* start *
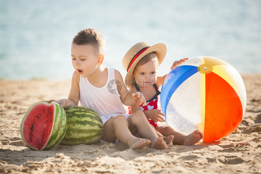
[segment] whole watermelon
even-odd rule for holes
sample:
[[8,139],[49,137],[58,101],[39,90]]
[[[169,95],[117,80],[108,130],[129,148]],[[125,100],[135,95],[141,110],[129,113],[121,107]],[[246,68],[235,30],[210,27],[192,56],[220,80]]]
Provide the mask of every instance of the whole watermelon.
[[103,132],[100,116],[92,109],[83,106],[64,108],[67,117],[67,129],[61,144],[89,145],[100,141]]
[[67,127],[65,111],[54,101],[40,101],[33,105],[22,120],[21,136],[25,145],[36,150],[47,150],[58,145]]

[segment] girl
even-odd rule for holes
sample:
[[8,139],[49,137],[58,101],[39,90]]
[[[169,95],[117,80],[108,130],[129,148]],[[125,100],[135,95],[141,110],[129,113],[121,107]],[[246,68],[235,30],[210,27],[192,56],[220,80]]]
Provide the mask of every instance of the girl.
[[[162,85],[167,74],[157,77],[157,74],[159,66],[164,59],[166,52],[166,46],[163,43],[151,46],[143,42],[132,47],[124,56],[122,64],[127,72],[125,84],[130,88],[131,93],[140,92],[147,101],[144,106],[137,103],[129,107],[129,114],[138,110],[143,111],[158,135],[163,137],[168,144],[194,145],[203,138],[202,133],[198,130],[186,136],[170,126],[160,125],[164,115],[158,109],[158,96],[160,92],[158,89]],[[188,59],[175,61],[171,69]]]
* end *
Given exercise: Please reproduce every entry above line for line, leaving out the pictures.

Worked answer:
[segment] whole watermelon
even-odd rule for holes
sample:
[[8,139],[49,137],[58,101],[39,90]]
[[[169,95],[117,80],[108,130],[129,148]],[[125,100],[135,95],[141,110],[129,113],[121,107]],[[246,68],[235,30],[210,27],[192,56],[220,80]]]
Provide the mask of every instance of the whole watermelon.
[[103,132],[100,116],[92,109],[83,106],[64,108],[67,117],[67,129],[61,144],[89,145],[100,141]]
[[67,127],[65,111],[54,101],[40,101],[33,105],[22,120],[21,136],[25,145],[36,150],[47,150],[58,145]]

[segment] girl
even-odd rule for holes
sample:
[[8,139],[49,137],[58,101],[39,90]]
[[[169,95],[117,80],[108,130],[129,148]],[[125,100],[135,95],[141,110],[129,113],[121,107]],[[246,68],[235,30],[210,27],[192,56],[220,80]]]
Provide the mask of every instance of the girl.
[[[162,85],[167,74],[157,77],[157,74],[159,66],[164,59],[166,52],[166,46],[163,43],[151,46],[143,42],[132,47],[124,56],[122,64],[127,72],[125,84],[130,88],[131,93],[140,92],[147,101],[144,106],[137,103],[129,107],[129,114],[138,110],[143,111],[158,135],[163,137],[168,144],[194,145],[203,138],[202,133],[198,130],[186,136],[170,126],[160,125],[164,115],[158,109],[158,96],[160,92],[158,89]],[[188,59],[175,61],[171,69]]]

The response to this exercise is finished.